§ **What is expected**: Go through the listing and copy every line word for word.

*** Dataset content ***

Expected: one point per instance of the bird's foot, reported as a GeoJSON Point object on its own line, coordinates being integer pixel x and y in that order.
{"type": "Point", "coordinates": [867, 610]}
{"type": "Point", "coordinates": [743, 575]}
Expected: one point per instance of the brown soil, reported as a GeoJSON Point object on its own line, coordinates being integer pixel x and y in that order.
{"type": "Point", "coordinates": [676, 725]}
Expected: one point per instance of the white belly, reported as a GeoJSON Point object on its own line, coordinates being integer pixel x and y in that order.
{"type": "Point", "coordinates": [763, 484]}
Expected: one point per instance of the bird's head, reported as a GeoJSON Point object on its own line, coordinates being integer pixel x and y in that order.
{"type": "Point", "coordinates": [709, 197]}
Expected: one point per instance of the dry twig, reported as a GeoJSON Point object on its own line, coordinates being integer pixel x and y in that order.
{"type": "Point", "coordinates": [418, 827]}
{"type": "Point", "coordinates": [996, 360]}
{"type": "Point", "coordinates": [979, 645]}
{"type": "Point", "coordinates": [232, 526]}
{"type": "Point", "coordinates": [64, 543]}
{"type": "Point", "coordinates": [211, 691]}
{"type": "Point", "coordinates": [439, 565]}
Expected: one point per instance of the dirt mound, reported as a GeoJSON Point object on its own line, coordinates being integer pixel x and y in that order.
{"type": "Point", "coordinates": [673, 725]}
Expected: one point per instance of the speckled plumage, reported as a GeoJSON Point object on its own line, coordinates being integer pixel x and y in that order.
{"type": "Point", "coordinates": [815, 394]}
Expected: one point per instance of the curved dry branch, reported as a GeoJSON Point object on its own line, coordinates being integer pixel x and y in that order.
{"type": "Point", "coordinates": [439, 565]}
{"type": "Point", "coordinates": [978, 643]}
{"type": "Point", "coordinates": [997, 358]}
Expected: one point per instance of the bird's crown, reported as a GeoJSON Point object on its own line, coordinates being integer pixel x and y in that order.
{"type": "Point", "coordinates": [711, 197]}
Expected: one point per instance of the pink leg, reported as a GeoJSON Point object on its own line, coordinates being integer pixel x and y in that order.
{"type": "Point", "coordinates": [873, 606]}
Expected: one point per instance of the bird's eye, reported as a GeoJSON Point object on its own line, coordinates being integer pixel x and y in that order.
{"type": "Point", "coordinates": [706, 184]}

***

§ **Exercise result**:
Expected: one point per instance of the bird's foot, reported as a GeoJSON Point object on its own line, coordinates being integer pixel x and y in that order.
{"type": "Point", "coordinates": [867, 610]}
{"type": "Point", "coordinates": [743, 575]}
Expected: one point per instance of the brown soil, reported as a GeoJSON Point object on its own line, coordinates being integer pixel x and y in that order.
{"type": "Point", "coordinates": [676, 725]}
Expected: one point per instance of the white belly, reported as a GeoJSON Point object on its own line, coordinates being integer pixel x and y in that order.
{"type": "Point", "coordinates": [763, 484]}
Expected: one point per instance of the bird's head, reported as a GeoJSON Point object on its own line, coordinates being integer pixel x and y in that order.
{"type": "Point", "coordinates": [709, 197]}
Expected: one point per instance of the dry twig, reported as a GeoJSON Point object on its own line, coordinates being integer pixel x and y in that order.
{"type": "Point", "coordinates": [418, 827]}
{"type": "Point", "coordinates": [996, 360]}
{"type": "Point", "coordinates": [979, 645]}
{"type": "Point", "coordinates": [232, 526]}
{"type": "Point", "coordinates": [64, 543]}
{"type": "Point", "coordinates": [211, 691]}
{"type": "Point", "coordinates": [439, 565]}
Expected: one point per instance of the dirt mound, reported as a GeoJSON Point object on its own line, coordinates being integer pixel x and y in that order.
{"type": "Point", "coordinates": [673, 725]}
Expected: one point per instance of the speckled plumage, reported as a GeoJSON Point object on its own line, coordinates being integer pixel x and y in that order.
{"type": "Point", "coordinates": [815, 394]}
Expected: one point per instance of the curved dry branch, reported as a GeoJSON Point object on its own line, coordinates being integer pixel x and y in that order.
{"type": "Point", "coordinates": [439, 565]}
{"type": "Point", "coordinates": [978, 643]}
{"type": "Point", "coordinates": [997, 358]}
Expected: one point per instance of the bird's crown, reported as a GeoJSON Point object on its own line, coordinates being integer pixel x and y in that order.
{"type": "Point", "coordinates": [711, 197]}
Expected: one point per instance of the pink leg, reported as a GeoJSON Point object on its own line, coordinates being integer pixel x and y in that order.
{"type": "Point", "coordinates": [873, 606]}
Expected: one point per instance of the bird's eye, reported as a GeoJSON Point object on its own line, coordinates being integer pixel x and y in that order.
{"type": "Point", "coordinates": [706, 184]}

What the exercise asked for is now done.